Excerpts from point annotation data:
◇ ◇ ◇ ◇

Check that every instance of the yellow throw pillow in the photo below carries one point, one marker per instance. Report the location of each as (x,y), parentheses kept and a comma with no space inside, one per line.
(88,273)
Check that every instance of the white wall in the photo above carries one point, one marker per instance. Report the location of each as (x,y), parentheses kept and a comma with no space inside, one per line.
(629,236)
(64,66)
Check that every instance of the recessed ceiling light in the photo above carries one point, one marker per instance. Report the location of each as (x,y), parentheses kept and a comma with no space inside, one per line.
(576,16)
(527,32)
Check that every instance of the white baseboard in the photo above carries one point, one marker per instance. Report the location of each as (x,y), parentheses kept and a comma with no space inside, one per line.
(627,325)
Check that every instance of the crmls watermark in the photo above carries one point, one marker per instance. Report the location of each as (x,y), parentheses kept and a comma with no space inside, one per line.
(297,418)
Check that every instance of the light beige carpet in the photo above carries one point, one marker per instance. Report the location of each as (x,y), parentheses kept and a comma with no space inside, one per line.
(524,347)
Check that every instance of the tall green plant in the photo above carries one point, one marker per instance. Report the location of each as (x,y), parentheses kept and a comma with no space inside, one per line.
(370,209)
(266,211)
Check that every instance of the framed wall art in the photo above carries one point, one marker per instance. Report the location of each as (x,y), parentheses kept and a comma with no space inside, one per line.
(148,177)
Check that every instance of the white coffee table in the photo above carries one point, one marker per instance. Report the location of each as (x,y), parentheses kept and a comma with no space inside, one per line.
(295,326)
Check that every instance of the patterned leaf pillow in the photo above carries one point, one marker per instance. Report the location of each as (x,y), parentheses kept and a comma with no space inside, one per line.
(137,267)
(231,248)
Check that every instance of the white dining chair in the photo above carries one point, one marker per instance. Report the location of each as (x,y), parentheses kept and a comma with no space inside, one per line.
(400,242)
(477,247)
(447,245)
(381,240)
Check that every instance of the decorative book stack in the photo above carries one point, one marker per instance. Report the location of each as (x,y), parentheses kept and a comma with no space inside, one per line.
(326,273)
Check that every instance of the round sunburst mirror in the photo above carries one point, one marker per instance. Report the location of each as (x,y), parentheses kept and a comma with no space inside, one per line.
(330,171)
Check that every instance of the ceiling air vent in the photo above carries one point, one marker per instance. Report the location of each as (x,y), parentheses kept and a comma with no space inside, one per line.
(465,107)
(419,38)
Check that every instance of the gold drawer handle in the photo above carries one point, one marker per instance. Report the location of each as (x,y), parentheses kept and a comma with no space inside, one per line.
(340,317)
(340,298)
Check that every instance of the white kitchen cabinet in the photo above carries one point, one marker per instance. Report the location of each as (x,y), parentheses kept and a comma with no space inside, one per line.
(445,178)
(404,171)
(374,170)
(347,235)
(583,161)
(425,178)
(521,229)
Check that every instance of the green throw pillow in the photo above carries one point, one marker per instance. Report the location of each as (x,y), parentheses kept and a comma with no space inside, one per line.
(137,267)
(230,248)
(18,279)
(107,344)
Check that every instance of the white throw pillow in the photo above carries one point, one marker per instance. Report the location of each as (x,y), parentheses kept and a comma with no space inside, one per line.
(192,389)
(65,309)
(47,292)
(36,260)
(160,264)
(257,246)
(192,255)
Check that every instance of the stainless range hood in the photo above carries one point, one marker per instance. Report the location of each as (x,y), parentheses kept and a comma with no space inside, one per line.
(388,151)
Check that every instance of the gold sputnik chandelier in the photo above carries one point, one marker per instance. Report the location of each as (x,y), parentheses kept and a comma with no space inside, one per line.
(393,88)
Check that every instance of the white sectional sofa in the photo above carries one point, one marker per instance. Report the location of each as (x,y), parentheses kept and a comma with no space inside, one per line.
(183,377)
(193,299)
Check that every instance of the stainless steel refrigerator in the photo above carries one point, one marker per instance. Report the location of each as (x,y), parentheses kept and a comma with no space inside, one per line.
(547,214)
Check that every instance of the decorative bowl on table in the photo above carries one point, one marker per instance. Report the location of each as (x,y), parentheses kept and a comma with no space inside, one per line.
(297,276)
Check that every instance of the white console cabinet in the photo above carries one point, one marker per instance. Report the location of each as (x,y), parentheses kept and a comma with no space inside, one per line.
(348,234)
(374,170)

◇ ◇ ◇ ◇

■ Exercise aim
Recast the listing as a Markdown table with the columns Row and Line. Begin with the line containing "Check that every instance of the gold sputnik", include it, continue through the last line of the listing, and leave out any blank lines.

■ Expected answer
| Row | Line |
|---|---|
| 1 | Check that every instance of the gold sputnik chandelier in the photo above carries one point, one marker per instance. Report the location of each as (x,y), parentheses kept and a comma with no space inside, one per line. |
| 2 | (393,88) |
| 3 | Check that every instance of the white sectional sofa in the photo above carries one point, one marker per instance. Report the location of each as (x,y), parentheses kept and a comma with no space inside, one per line. |
| 4 | (183,377) |
| 5 | (193,299) |
| 6 | Check that every instance of the stainless steel refrigerator in the photo above carries one point, one marker per instance. Report the location of each as (x,y), parentheses kept and a comma with no space inside, one per line. |
| 7 | (547,214) |
| 8 | Check that every instance of the decorative bowl on table in the photo above carries one point, one marker per instance. Report the location of each as (x,y), parentheses kept and a comma with no space inside, one per line. |
| 9 | (297,276) |
| 10 | Check that every instance of the white console cabinet in the photo above carries one point, one marker per instance. Report the location of each as (x,y), parentheses kept and a comma with no space inside, one per line. |
| 11 | (348,234) |
| 12 | (374,170) |